Written instruction 1:
In the Big Magic review, copy everything from "My Review: I" down to "Eat, Pray, Love.", substituting "radio show" for every "podcast".
Written instruction 2:
Write the next part of the Big Magic review, picking up after its final sentence.

Text section:
- - - - -

Title: Big Magic: Creative Living Beyond Fear
Author: Elizabeth Gilbert
Genre: Nonfiction, Self-Help
Publisher: Riverhead Books
Publication Date: September 22, 2015
Pages: 288 pages
Format Read: Audiobook
Standalone or series: Standalone
Where I got the book: Library’s Cloud Library App
Date finished reading: February 5, 2019
Goodreads Description: Readers of all ages and walks of life have drawn inspiration and empowerment from Elizabeth Gilbert’s books for years. Now this beloved author digs deep into her own generative process to share her wisdom and unique perspective about creativity. With profound empathy and radiant generosity, she offers potent insights into the mysterious nature of inspiration. She asks us to embrace our curiosity and let go of needless suffering. She shows us how to tackle what we most love, and how to face down what we most fear. She discusses the attitudes, approaches, and habits we need in order to live our most creative lives. Balancing between soulful spirituality and cheerful pragmatism, Gilbert encourages us to uncover the “strange jewels” that are hidden within each of us. Whether we are looking to write a book, make art, find new ways to address challenges in our work, embark on a dream long deferred, or simply infuse our everyday lives with more mindfulness and passion, Big Magic cracks open a world of wonder and joy.
My Review: I listen to the By the Book podcast. In this podcast, the two hosts live by a self-help book. This week, they are living by Elizabeth Gilbert’s Big Magic, so I decided I wanted to read this book with them (not necessarily live by the book) but at least familiarize myself with it, as I am a fan of Elizabeth Gilbert’s previous book, Eat, Pray, Love.
The problem with me reading self-help books is that I get too critical of them. I want them to cater to my needs or expectations. Big Magic definitely did not do that. My expectation (or hope really) when starting this book was that it would not just encourage the reader to be more creative or to embrace his/her creativity, but that it would show the reader different ways to be creative and how to fit creativity into busy lives. Unfortunately, I do not feel that this book met my expectations.

- - - - -

Given entries:
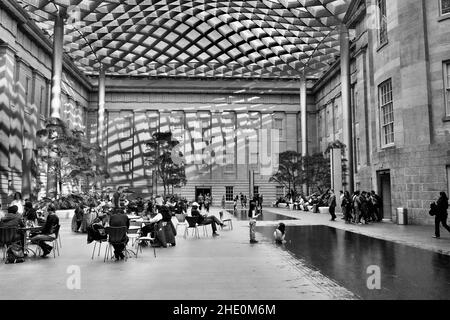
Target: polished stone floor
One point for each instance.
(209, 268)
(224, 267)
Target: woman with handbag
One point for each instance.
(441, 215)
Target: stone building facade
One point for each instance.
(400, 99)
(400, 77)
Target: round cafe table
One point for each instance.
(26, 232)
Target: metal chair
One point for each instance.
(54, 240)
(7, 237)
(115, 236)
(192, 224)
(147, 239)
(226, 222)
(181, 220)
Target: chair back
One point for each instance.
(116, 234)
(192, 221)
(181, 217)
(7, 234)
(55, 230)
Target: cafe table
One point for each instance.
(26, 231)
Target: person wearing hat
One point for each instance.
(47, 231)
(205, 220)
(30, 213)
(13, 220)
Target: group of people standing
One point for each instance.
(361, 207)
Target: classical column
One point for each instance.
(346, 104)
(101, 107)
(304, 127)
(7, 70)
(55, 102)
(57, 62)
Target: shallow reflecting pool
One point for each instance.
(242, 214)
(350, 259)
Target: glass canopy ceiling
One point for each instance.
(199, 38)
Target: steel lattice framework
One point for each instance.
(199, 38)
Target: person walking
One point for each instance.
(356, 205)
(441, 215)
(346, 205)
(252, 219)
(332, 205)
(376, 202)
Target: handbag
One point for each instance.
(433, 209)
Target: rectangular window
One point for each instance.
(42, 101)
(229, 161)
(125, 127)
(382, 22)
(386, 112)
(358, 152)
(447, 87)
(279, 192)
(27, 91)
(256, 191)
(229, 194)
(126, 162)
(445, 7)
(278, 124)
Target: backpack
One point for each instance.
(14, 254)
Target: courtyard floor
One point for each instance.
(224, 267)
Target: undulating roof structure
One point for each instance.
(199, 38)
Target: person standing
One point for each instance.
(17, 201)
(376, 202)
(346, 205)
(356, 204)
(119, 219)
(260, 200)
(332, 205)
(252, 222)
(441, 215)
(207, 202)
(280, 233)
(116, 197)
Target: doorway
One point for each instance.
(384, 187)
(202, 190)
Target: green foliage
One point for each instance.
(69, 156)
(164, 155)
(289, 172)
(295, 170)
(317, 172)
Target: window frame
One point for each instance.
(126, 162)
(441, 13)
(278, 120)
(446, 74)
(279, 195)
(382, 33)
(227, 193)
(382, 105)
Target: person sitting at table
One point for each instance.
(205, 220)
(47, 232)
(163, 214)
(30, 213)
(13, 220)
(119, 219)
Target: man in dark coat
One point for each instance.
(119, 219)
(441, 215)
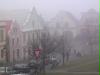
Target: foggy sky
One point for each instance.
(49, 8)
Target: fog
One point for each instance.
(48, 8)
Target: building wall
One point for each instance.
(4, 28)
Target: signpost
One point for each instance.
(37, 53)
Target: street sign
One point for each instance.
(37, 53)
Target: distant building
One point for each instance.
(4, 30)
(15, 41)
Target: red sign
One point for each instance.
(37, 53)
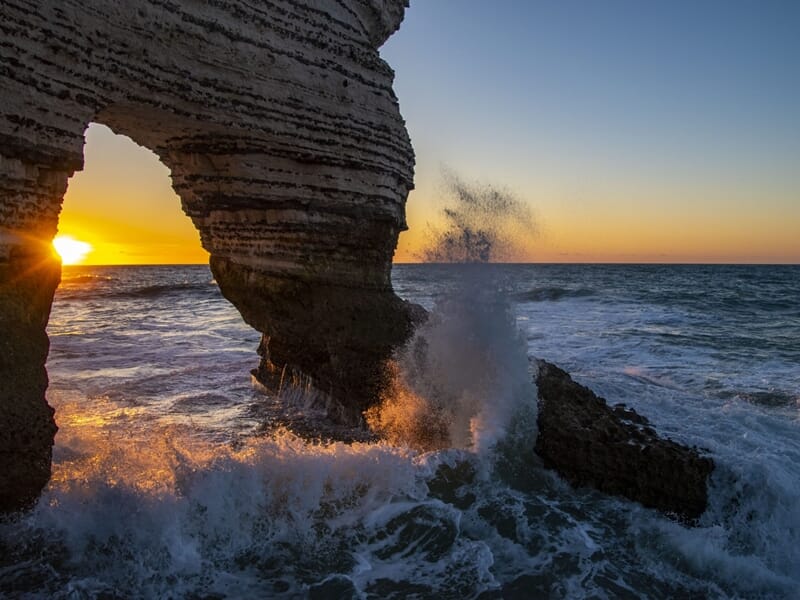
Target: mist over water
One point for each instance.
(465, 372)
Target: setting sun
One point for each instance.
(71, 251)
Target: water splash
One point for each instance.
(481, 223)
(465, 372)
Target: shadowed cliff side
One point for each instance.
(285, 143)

- - - - -

Exercise answer 1:
My Review: I listen to the By the Book radio show. In this radio show, the two hosts live by a self-help book. This week, they are living by Elizabeth Gilbert’s Big Magic, so I decided I wanted to read this book with them (not necessarily live by the book) but at least familiarize myself with it, as I am a fan of Elizabeth Gilbert’s previous book, Eat, Pray, Love.

Exercise answer 2:
I had a hard time not being turned off of this book at the very beginning when Elizabeth Gilbert tells a story of an older woman who decided to start ice skating again, which is something she enjoyed doing as a young person. I think this is a wonderful thing to do, but then the author stated that children who are passionate about things like ice skating as kids should not give them up. I, myself, grew up dancing (mainly ballet and tap). I invested 16 years into that art and loved it. However, there came a time in my life when I realized that I needed to start planning for my future. Dancing would not be my future, and I knew that. I needed to focus on my studies and work toward something that would be a career. Even now, I would like to be more creative in my life, but working hard at my job is my priority. I do not have the financial luxury to stop working or to cut back on working to explore a more creative side. I just couldn’t help but feeling like the author was speaking to the more privilege members of our society.
The second thing that rubbed me the wrong way was her attitude. Yes, if fear is stopping your creativity, then it is important to try to overcome fear. However, I felt that Elizabeth Gilbert was belittling those fears a bit. She is not a trained psychologist and can not just tell the reader to get over his/her fears.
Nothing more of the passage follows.